Secondo il testo sui Procol Harum riportato più sotto, quante copie ha venduto A Whiter Shade of Pale dalla sua uscita?

- _FONTE_:
□ □ □ □

Due capolavori di opposta ambientazione rivelano le ispirazioni più marcate di quella band, Repent Walpurgis (inserita proprio nel disco d’esordio) e Whaling Story: la prima è uno dei più famosi brani strumentali del rock, una sorta di crescendo inquietante che parte dal Preludio nr.1 in Do Maggiore di Johan Sebastian Bach per arrivare ad un oscuro sabba di perdizione alla maniera di Modest Mussorgsky; la seconda è una potente tragedia di balenieri, una canzone-film che narra di uomini sconquassati dalle forze di un uragano atlantico che si rovescia sugli ascoltatori con la forza poderosa di una sferzata di rock elettrico.

 

Pescando senza troppi nascondimenti da Haendel e da Johan Strauss, andando anche a pubblicare nel 1971 uno dei primi album registrati live con un orchestra, lo stupendo Live with the Edmonton Symphony Orchestra (ma in questo anticipati nel 1969 dai Deep Purple di Concerto for group and orchestra, antesignano di molti altri improbabili mix tra rock e orchestre classiche), i Procol Harum sono stati indubbiamente una formazione di alta qualità pur nella capacità di dare sempre un occhio alla pop-music. Forse meno “colta” di altre star del rock sinfonico, anche per la loro impalpabile “colpa” di aver centrato da subito il successo di alta classifica visto che A Whiter Shade of Pale ha venduto oltre quindici milioni di copie dalla sua uscita (e come spesso accade chi ha successo viene scartato dalla critica d’élite), la band di Brooker non ha proseguito negli anni con una capacità creativa consona all’altissimo livello del suo primo decennio restando sostanzialmente inattiva da metà degli anni ’70 ai primi anni ’90. Sicuramente senza Procol Harum non ci sarebbe il progressive rock d’alta classifica, non ci sarebbe quel versante “leggero”, ma di forte impronta autoriale in cui la musica rock esplora territori che spesso incrociano psichedelia e classicismo.

□ □ □ □

- _ELENCO FORNITO_:

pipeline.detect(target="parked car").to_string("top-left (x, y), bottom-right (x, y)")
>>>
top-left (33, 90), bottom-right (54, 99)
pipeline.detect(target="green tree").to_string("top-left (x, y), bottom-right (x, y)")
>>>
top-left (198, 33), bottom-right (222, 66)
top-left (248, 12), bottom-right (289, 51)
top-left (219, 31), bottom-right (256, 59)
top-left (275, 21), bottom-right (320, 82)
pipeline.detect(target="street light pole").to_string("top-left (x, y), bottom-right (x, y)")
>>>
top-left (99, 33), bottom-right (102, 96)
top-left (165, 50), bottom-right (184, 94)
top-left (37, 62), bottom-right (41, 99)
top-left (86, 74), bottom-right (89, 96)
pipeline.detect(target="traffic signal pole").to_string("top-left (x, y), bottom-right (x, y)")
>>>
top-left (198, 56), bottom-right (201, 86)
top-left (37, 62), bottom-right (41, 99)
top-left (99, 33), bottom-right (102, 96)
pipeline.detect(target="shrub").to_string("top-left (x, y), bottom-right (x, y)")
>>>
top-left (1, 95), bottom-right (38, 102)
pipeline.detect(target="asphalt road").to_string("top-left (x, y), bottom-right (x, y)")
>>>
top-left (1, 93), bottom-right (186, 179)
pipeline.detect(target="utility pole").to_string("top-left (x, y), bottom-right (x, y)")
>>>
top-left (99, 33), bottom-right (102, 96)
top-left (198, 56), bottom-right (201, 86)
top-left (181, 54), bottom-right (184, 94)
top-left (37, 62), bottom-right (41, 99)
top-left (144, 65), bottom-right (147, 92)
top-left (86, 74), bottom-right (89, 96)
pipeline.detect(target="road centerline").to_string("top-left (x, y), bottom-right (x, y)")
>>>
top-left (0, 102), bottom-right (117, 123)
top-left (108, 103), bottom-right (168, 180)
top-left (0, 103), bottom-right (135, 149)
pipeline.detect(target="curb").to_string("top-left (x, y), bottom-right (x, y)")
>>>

□ □ □ □

- _RISPOSTA ALL'ESERCIZIO_:
Oltre quindici milioni di copie.